# Travail à faire
A. Répondez à ces questions d'après le texte choisi :
(i) Qui prit la direction du cabinet de Jean Auroux ?
(ii) À quel moment le rapport fut-il rendu au président de la République ?
(iii) Par quelle expression le rapport condamnait-il le droit de veto du comité d'entreprise ?
B. Résumez le texte choisi en deux phrases.

--- Texte choisi ---

11Laissé entièrement libre de constituer son équipe, il fit venir auprès de lui ses collaborateurs du Plan, tandis que son ancien bras droit, Michel Praderie, un ancien du PSU qui avait prêté la main à « Échange et projets », prenait la direction du cabinet de Jean Auroux48. Dans ce dernier figurait l’autre personnage essentiel de l’élaboration des lois Auroux, une jeune haut fonctionnaire nommée Martine Aubry. Sortie quelques années auparavant très bien classée de l’ENA, la fille de Jacques Delors avait fait le choix atypique du ministère du Travail, et, par la suite, avait également participé aux travaux d’« Échange et projets ».
12Pour répondre à la commande présidentielle, le cabinet de Jean Auroux – en fait Martine Aubry – délaissa les programmes antérieurs du PS49. C’est en réalité l’influence de la CFDT et de Jacques Delors qui dominait dans le rapport rendu au président de la République à la mi-septembre50. Le ministre du Travail y écrivait sa volonté de rendre les travailleurs « citoyens à part entière » et « acteurs du changement » dans l’entreprise, mais il se tenait soigneusement éloigné de toute tentation radicale. « Il n’est pas question de remettre en cause dans le secteur privé l’unité de direction et de décision dans l’entreprise » était-il ainsi affirmé51, alors que le mot d’autogestion n’était pas employé. Bien loin de toute idée de confrontation, ses deux principales propositions avaient pour objectif de favoriser compromis et dialogue social : il s’agissait de l’instauration d’un droit d’expression des salariés sur leurs conditions de travail, et d’une obligation de négocier dans l’entreprise, deux mesures venues de la CFDT. En revanche, les « 110 propositions » mitterrandiennes n’étaient pas reprises. Le droit de veto du comité d’entreprise était explicitement condamné comme étant une « formule de blocage ». Il lui était préféré un droit d’alerte, jugé plus souple et plus efficace52. Quant au droit d’arrêter les machines, le rapport ne l’abordait que dans les annexes, en soulignant les « problèmes délicats » posés par cette question.

--- Lignes de données ---

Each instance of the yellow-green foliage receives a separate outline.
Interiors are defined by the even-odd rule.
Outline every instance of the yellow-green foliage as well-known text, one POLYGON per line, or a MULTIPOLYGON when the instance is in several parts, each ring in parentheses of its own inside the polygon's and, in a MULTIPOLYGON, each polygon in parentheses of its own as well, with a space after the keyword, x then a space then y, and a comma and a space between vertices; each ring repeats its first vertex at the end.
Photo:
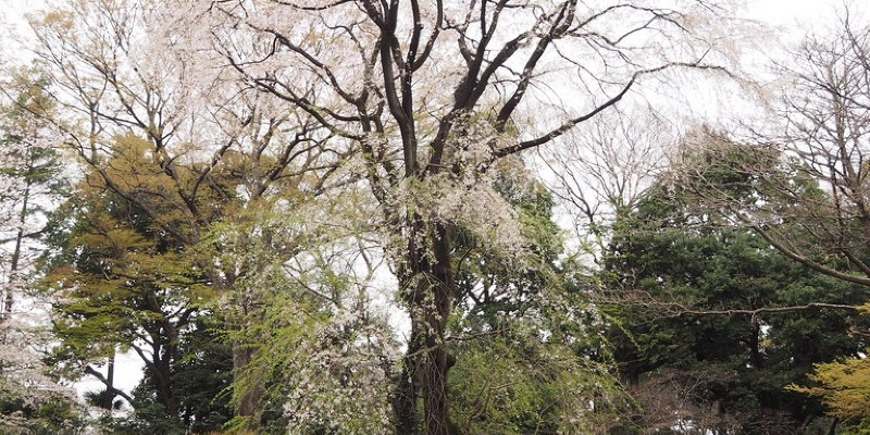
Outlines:
POLYGON ((870 417, 870 359, 816 364, 809 380, 812 386, 791 385, 790 389, 821 398, 830 414, 840 419, 860 421, 870 417))

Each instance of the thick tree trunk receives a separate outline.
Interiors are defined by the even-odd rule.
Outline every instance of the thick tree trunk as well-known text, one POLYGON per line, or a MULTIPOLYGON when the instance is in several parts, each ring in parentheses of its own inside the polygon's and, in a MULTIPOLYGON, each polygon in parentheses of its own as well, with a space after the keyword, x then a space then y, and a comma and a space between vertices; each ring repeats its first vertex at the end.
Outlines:
MULTIPOLYGON (((238 340, 233 341, 233 371, 234 381, 245 376, 244 371, 248 369, 253 357, 253 349, 238 340)), ((239 397, 236 402, 236 417, 249 419, 248 427, 258 426, 257 414, 260 411, 260 398, 263 395, 262 383, 259 380, 245 380, 235 383, 239 389, 239 397), (253 383, 253 384, 251 384, 253 383)))
POLYGON ((421 397, 425 434, 450 435, 457 431, 449 419, 447 394, 447 373, 455 360, 444 343, 453 299, 449 229, 439 223, 426 226, 420 220, 413 227, 417 234, 424 233, 430 238, 431 251, 418 248, 426 244, 417 245, 414 240, 420 238, 412 237, 408 250, 409 273, 401 283, 412 316, 412 331, 403 377, 395 397, 396 428, 401 434, 418 432, 417 399, 421 397), (425 231, 427 228, 432 231, 425 231))

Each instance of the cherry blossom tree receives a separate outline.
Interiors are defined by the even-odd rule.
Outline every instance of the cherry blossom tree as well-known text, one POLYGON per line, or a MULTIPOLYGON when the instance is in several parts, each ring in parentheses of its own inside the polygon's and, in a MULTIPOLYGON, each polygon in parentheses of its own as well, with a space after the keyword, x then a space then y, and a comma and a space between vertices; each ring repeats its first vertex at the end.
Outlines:
POLYGON ((654 74, 731 62, 717 33, 728 9, 708 1, 188 4, 167 23, 184 49, 214 50, 328 129, 378 206, 374 233, 411 323, 393 394, 398 433, 457 431, 445 348, 452 235, 471 228, 511 268, 526 266, 515 213, 493 188, 497 170, 612 110, 654 74))

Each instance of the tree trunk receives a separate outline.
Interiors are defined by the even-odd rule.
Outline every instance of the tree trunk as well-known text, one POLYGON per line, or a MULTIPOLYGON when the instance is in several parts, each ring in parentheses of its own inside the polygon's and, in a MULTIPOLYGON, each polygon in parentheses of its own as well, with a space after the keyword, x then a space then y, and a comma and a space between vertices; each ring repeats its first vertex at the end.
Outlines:
POLYGON ((257 414, 260 411, 260 398, 263 395, 263 386, 260 380, 247 380, 238 382, 244 377, 244 371, 253 357, 253 349, 240 340, 233 341, 233 377, 239 397, 236 402, 236 417, 248 419, 248 428, 258 426, 257 414), (252 384, 251 384, 252 383, 252 384))
POLYGON ((432 251, 421 248, 427 245, 425 240, 417 245, 414 240, 421 238, 411 237, 408 249, 410 273, 406 273, 401 281, 412 318, 411 340, 394 405, 397 432, 417 433, 420 426, 417 398, 422 395, 425 434, 451 435, 457 430, 449 419, 447 373, 455 359, 444 344, 453 299, 449 228, 440 223, 425 225, 419 217, 412 227, 414 234, 426 234, 432 251))

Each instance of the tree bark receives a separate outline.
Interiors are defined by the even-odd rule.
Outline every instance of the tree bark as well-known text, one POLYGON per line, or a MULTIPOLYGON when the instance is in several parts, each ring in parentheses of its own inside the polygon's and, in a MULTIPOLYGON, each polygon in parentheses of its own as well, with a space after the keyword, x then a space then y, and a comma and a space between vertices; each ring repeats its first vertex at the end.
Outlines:
POLYGON ((425 434, 456 434, 447 397, 447 373, 455 358, 444 344, 453 302, 449 228, 443 223, 426 224, 419 216, 411 227, 414 228, 412 234, 423 235, 411 237, 409 241, 410 270, 401 282, 412 320, 406 369, 395 396, 396 428, 401 434, 418 433, 417 399, 422 394, 425 434), (424 241, 417 245, 414 240, 424 241), (427 245, 431 251, 423 248, 427 245))

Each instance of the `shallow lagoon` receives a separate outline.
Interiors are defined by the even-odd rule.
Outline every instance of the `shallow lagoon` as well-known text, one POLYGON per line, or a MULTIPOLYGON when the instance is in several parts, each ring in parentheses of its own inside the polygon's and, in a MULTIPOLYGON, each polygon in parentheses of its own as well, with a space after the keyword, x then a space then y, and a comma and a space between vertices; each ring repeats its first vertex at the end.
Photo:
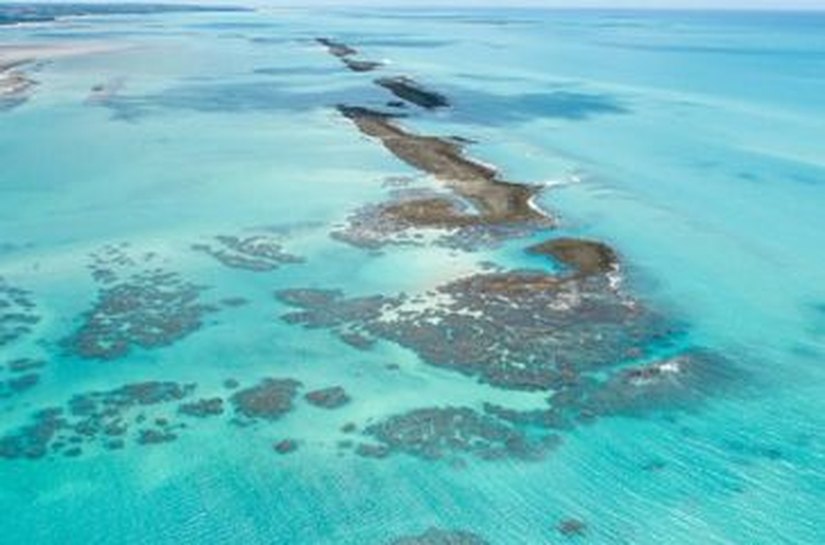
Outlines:
MULTIPOLYGON (((382 544, 437 527, 493 544, 822 542, 823 27, 792 14, 278 10, 3 29, 4 41, 123 47, 32 67, 34 92, 0 113, 0 276, 26 290, 12 304, 38 318, 0 345, 0 380, 21 376, 11 361, 45 362, 34 386, 0 399, 0 431, 14 435, 45 408, 71 411, 79 394, 196 385, 180 400, 114 395, 98 423, 128 424, 122 449, 96 439, 79 455, 67 445, 0 460, 4 540, 382 544), (352 72, 319 36, 384 66, 352 72), (335 109, 384 107, 379 75, 450 99, 437 112, 408 106, 406 128, 472 139, 467 153, 507 180, 546 183, 538 200, 555 232, 474 251, 377 253, 330 237, 399 179, 443 191, 335 109), (628 292, 677 324, 679 343, 728 362, 709 374, 720 384, 687 404, 560 429, 540 460, 342 447, 408 411, 529 411, 547 396, 428 365, 386 339, 362 350, 288 323, 295 308, 277 292, 416 294, 487 262, 550 274, 558 263, 523 249, 557 235, 609 242, 628 292), (222 248, 219 236, 265 237, 301 261, 262 272, 193 249, 222 248), (178 275, 183 289, 150 289, 139 308, 202 312, 161 327, 164 342, 84 357, 65 340, 90 309, 132 308, 105 298, 96 264, 137 288, 151 271, 178 275), (232 397, 265 377, 303 386, 253 396, 272 418, 238 419, 232 397), (325 409, 303 397, 332 386, 351 401, 325 409), (178 412, 178 401, 215 397, 220 415, 178 412), (175 439, 140 444, 143 429, 175 439), (283 440, 298 448, 279 454, 283 440)), ((146 325, 146 313, 129 316, 146 325)))

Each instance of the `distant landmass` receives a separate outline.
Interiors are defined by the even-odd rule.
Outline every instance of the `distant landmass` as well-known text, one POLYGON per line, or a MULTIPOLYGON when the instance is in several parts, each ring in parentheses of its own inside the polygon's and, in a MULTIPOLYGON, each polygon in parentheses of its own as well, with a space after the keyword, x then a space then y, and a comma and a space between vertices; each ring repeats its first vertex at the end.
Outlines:
POLYGON ((54 21, 59 17, 82 15, 130 15, 192 11, 249 11, 237 6, 198 6, 184 4, 0 4, 0 25, 54 21))

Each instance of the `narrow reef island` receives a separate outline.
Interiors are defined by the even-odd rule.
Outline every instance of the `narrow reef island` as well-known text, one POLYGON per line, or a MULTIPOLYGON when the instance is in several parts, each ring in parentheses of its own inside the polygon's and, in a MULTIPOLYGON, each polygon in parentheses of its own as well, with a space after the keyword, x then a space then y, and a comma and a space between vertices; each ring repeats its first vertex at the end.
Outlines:
POLYGON ((762 17, 0 4, 0 542, 825 543, 762 17))

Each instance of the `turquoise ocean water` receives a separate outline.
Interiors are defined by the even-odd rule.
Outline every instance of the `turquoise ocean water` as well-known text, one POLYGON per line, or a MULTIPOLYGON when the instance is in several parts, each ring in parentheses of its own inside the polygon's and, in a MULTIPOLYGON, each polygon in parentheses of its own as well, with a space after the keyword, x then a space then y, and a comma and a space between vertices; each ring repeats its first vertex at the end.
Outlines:
MULTIPOLYGON (((210 397, 230 378, 292 377, 352 396, 336 411, 297 399, 255 426, 193 421, 164 444, 0 459, 0 542, 381 544, 439 527, 502 545, 825 543, 825 16, 165 13, 8 27, 0 40, 116 46, 36 65, 31 98, 0 111, 0 277, 39 317, 0 345, 0 365, 45 362, 35 386, 7 386, 0 434, 147 380, 210 397), (485 261, 545 265, 522 243, 376 254, 329 236, 386 198, 388 178, 421 174, 338 115, 389 96, 318 36, 450 97, 405 126, 473 139, 468 152, 508 179, 545 184, 559 234, 610 243, 638 297, 733 362, 733 385, 563 431, 541 461, 342 452, 348 422, 541 396, 286 323, 276 290, 416 292, 485 261), (258 233, 304 261, 250 272, 191 248, 258 233), (167 346, 79 357, 61 339, 98 297, 90 256, 124 243, 136 263, 124 270, 176 272, 221 310, 167 346), (220 304, 233 297, 247 303, 220 304), (299 450, 273 452, 282 438, 299 450), (563 535, 571 518, 586 531, 563 535)), ((174 417, 165 405, 149 416, 174 417)))

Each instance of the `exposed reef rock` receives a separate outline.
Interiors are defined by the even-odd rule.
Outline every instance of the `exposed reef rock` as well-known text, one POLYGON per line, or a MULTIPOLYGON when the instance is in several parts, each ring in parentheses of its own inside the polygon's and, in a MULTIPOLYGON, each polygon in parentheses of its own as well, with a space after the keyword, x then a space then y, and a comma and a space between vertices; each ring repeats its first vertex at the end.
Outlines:
POLYGON ((347 66, 347 68, 349 68, 353 72, 372 72, 373 70, 376 70, 383 66, 382 63, 377 61, 359 61, 357 59, 351 58, 344 58, 341 60, 347 66))
POLYGON ((348 57, 358 54, 358 51, 352 47, 341 42, 336 42, 331 38, 317 38, 316 41, 326 47, 329 54, 335 57, 348 57))
POLYGON ((466 407, 416 409, 373 424, 364 433, 388 452, 404 452, 426 460, 462 454, 485 460, 536 460, 558 441, 554 435, 531 438, 501 420, 466 407))
POLYGON ((447 97, 441 93, 426 89, 412 78, 406 76, 379 78, 375 80, 375 83, 389 90, 398 98, 427 110, 446 108, 450 105, 447 97))
POLYGON ((193 244, 192 249, 211 255, 227 267, 254 272, 268 272, 281 265, 303 263, 304 259, 283 250, 271 236, 239 238, 228 235, 215 237, 217 244, 193 244))
POLYGON ((471 532, 430 528, 423 534, 393 540, 389 545, 489 545, 489 543, 471 532))
POLYGON ((603 242, 575 238, 557 238, 527 249, 531 254, 546 255, 567 265, 575 278, 615 272, 619 258, 603 242))
POLYGON ((353 59, 352 57, 358 54, 358 50, 348 46, 347 44, 330 38, 317 38, 316 41, 326 47, 330 55, 341 59, 344 66, 353 72, 372 72, 373 70, 383 66, 383 63, 376 61, 353 59))
POLYGON ((476 221, 550 223, 530 204, 537 188, 500 180, 495 169, 465 157, 460 144, 410 133, 393 122, 398 117, 394 114, 350 106, 339 106, 339 111, 362 133, 381 141, 393 155, 435 176, 472 203, 478 210, 476 221))
POLYGON ((300 387, 297 380, 267 378, 255 386, 238 390, 230 401, 242 422, 277 420, 292 410, 292 401, 300 387))
POLYGON ((198 418, 219 416, 223 414, 223 399, 212 397, 199 399, 191 403, 184 403, 178 407, 178 412, 186 416, 196 416, 198 418))
POLYGON ((639 358, 675 332, 604 277, 568 281, 541 271, 477 274, 419 295, 347 299, 285 290, 284 318, 311 328, 393 341, 432 365, 518 390, 639 358))

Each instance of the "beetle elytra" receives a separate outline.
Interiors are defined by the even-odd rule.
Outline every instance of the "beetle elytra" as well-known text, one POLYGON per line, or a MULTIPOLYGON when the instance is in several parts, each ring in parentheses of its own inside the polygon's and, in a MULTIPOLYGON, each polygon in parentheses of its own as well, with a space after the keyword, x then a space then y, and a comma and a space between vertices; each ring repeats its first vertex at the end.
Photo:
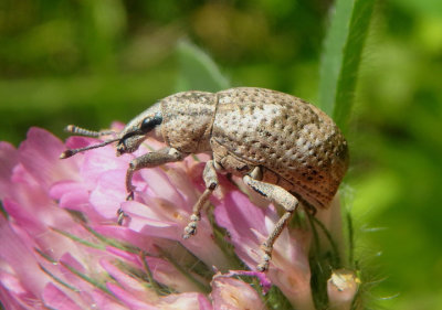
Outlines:
MULTIPOLYGON (((99 137, 67 126, 67 131, 99 137)), ((265 88, 239 87, 219 93, 183 92, 159 100, 130 120, 115 138, 90 147, 66 150, 61 158, 117 142, 117 156, 130 153, 152 137, 164 149, 135 158, 127 170, 126 190, 134 197, 134 172, 191 153, 211 152, 206 163, 206 190, 193 206, 183 237, 197 232, 201 209, 218 186, 218 172, 232 173, 260 195, 284 207, 285 213, 262 244, 259 270, 267 270, 273 244, 298 203, 327 207, 348 167, 348 147, 338 127, 315 106, 294 96, 265 88)), ((118 222, 124 214, 119 214, 118 222)))

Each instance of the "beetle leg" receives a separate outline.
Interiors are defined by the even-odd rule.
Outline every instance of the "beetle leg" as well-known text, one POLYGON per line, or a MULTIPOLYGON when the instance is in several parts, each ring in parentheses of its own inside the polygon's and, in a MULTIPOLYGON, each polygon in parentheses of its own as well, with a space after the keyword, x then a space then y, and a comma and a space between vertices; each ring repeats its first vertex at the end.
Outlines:
MULTIPOLYGON (((143 168, 154 168, 167 162, 179 161, 183 159, 187 153, 182 153, 175 148, 164 148, 156 152, 149 152, 144 156, 133 159, 129 163, 129 168, 126 172, 126 191, 128 193, 126 200, 134 199, 135 186, 131 184, 131 178, 135 171, 143 168)), ((123 210, 119 209, 118 212, 118 224, 122 225, 123 218, 126 217, 123 210)))
POLYGON ((193 205, 192 215, 190 215, 190 222, 185 228, 185 234, 182 237, 185 239, 189 238, 190 236, 197 233, 197 224, 198 221, 201 220, 201 210, 209 201, 210 195, 218 186, 218 177, 217 171, 214 168, 213 160, 209 160, 206 163, 204 171, 202 172, 202 179, 206 183, 206 190, 202 195, 198 199, 197 203, 193 205))
MULTIPOLYGON (((260 169, 260 168, 255 168, 260 169)), ((251 173, 252 175, 259 175, 256 171, 251 173)), ((262 261, 257 265, 257 270, 265 271, 269 269, 269 263, 272 257, 273 244, 275 243, 276 238, 281 235, 281 232, 287 226, 290 220, 293 216, 296 206, 298 205, 297 199, 292 195, 290 192, 284 190, 283 188, 265 183, 262 181, 257 181, 253 179, 251 175, 244 175, 243 178, 244 183, 249 185, 252 190, 264 196, 266 200, 271 201, 272 203, 276 203, 282 205, 285 210, 283 216, 281 216, 280 221, 277 221, 273 232, 270 234, 267 239, 262 244, 261 248, 264 250, 264 255, 262 257, 262 261)))

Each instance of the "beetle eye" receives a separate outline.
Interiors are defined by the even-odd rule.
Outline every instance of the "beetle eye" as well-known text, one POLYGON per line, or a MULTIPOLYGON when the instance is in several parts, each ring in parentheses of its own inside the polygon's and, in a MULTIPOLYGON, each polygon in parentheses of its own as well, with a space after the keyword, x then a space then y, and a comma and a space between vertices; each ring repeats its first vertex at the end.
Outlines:
POLYGON ((146 117, 140 126, 143 132, 149 132, 155 128, 155 126, 160 125, 162 121, 162 117, 160 114, 156 114, 154 117, 146 117))

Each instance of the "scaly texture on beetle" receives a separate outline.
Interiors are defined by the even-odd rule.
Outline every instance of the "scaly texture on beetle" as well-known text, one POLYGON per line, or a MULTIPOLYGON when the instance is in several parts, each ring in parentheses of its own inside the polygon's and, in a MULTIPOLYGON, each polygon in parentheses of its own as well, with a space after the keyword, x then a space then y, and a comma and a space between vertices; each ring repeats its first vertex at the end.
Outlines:
MULTIPOLYGON (((67 127, 73 133, 102 132, 67 127)), ((103 132, 108 135, 109 132, 103 132)), ((263 243, 260 270, 266 270, 273 244, 298 202, 308 209, 327 207, 348 167, 347 142, 333 120, 315 106, 271 89, 239 87, 215 94, 183 92, 161 99, 134 118, 114 139, 66 150, 61 158, 117 142, 117 156, 135 151, 147 138, 165 149, 130 162, 126 178, 134 197, 135 171, 182 160, 190 153, 212 152, 203 172, 206 191, 193 206, 185 238, 196 234, 200 212, 218 186, 217 173, 232 173, 285 213, 263 243)), ((123 221, 120 213, 118 222, 123 221)))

---

# Réponses dans l'ordre
A.
(i) Michel Praderie.
(ii) À la mi-septembre.
(iii) Une « formule de blocage ».

B. Le cabinet de Jean Auroux, dirigé par Michel Praderie, comptait Martine Aubry, fille de Jacques Delors et personnage essentiel de l'élaboration des lois Auroux. Rendu au président de la République à la mi-septembre et marqué par l'influence de la CFDT et de Jacques Delors, le rapport écartait toute tentation radicale et proposait un droit d'expression des salariés et une obligation de négocier dans l'entreprise, tout en préférant au droit de veto du comité d'entreprise un droit d'alerte.